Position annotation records

— BEGIN —

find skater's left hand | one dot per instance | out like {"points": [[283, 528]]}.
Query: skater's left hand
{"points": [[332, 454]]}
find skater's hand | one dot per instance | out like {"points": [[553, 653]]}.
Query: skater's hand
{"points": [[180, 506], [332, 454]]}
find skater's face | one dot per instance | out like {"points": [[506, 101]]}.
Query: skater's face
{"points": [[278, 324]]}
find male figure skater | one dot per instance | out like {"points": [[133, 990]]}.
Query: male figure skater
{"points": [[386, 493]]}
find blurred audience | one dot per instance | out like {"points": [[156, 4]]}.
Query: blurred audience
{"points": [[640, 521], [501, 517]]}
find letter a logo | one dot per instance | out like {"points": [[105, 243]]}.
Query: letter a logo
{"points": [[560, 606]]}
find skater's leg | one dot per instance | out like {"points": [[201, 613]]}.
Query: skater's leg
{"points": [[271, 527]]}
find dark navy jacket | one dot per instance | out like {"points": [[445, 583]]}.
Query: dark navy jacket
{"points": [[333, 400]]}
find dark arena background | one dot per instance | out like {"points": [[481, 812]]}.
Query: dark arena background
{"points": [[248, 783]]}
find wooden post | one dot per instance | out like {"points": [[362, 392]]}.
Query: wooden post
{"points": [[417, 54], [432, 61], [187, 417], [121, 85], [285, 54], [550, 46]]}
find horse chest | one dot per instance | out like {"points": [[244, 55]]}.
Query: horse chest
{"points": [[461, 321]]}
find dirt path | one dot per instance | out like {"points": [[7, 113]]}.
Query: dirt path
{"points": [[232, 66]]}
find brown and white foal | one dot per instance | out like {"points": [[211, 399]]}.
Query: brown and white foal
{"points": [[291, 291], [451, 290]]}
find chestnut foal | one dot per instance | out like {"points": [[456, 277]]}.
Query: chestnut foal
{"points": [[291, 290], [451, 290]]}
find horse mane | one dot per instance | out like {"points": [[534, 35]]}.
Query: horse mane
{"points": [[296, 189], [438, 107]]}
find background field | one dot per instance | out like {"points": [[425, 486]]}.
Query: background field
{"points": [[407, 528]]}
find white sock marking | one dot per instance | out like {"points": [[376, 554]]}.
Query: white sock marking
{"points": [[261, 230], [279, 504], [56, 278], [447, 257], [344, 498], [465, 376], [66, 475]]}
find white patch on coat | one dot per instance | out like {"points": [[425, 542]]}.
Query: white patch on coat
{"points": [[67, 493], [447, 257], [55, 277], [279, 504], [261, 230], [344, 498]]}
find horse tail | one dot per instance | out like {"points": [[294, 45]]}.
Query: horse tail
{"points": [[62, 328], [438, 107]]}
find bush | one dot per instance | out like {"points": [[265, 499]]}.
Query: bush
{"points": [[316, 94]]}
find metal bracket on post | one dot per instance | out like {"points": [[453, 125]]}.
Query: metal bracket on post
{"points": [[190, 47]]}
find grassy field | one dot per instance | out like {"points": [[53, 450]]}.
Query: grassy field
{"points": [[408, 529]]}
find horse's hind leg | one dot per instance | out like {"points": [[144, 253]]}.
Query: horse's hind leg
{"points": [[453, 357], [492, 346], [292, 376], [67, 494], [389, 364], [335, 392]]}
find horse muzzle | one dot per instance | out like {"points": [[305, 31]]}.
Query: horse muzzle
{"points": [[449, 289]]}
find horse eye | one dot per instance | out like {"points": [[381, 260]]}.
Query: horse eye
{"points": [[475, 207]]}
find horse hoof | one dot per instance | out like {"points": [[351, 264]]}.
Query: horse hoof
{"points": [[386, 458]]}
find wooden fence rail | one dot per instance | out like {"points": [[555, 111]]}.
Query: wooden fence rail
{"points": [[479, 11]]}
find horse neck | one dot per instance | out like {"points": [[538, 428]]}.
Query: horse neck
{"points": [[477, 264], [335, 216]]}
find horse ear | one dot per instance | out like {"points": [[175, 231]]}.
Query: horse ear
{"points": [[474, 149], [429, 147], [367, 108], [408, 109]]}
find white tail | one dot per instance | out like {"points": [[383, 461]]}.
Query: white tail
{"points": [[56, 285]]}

— END —

● **Exercise**
Set down, exactly and in full, the lines from the one containing "find grassy field" through the end of the entries; no other line belongs.

● **The answer**
find grassy field | one dot per instance | out like {"points": [[53, 450]]}.
Query: grassy field
{"points": [[408, 529]]}
find horse's hind leg | one dot per instance | out like {"points": [[144, 253]]}.
Query: horse's hind leg
{"points": [[453, 357], [492, 346], [292, 376], [67, 494], [389, 364], [335, 392]]}
find horse muzzle | one dot per instance | out like {"points": [[305, 31]]}.
Query: horse muzzle
{"points": [[449, 289]]}
find horse eye | one dot per instance | out like {"points": [[381, 260]]}.
Query: horse eye
{"points": [[475, 207]]}
find horse hoof | one dot per instance | out like {"points": [[351, 264]]}.
Query: horse hoof
{"points": [[386, 458]]}
find wooden fence rail | one dot per instance | out like {"points": [[555, 111]]}.
Query: wooden fence rail
{"points": [[479, 11]]}
find horse neck | one dot per instance | out like {"points": [[538, 428]]}.
Query: horse neck
{"points": [[477, 264], [335, 216]]}
find horse ear | one dot per instance | out like {"points": [[175, 231]]}.
Query: horse ear
{"points": [[474, 149], [429, 147], [367, 108], [408, 109]]}
find white tail | one dot per instance | out like {"points": [[383, 461]]}.
Query: white tail
{"points": [[56, 285]]}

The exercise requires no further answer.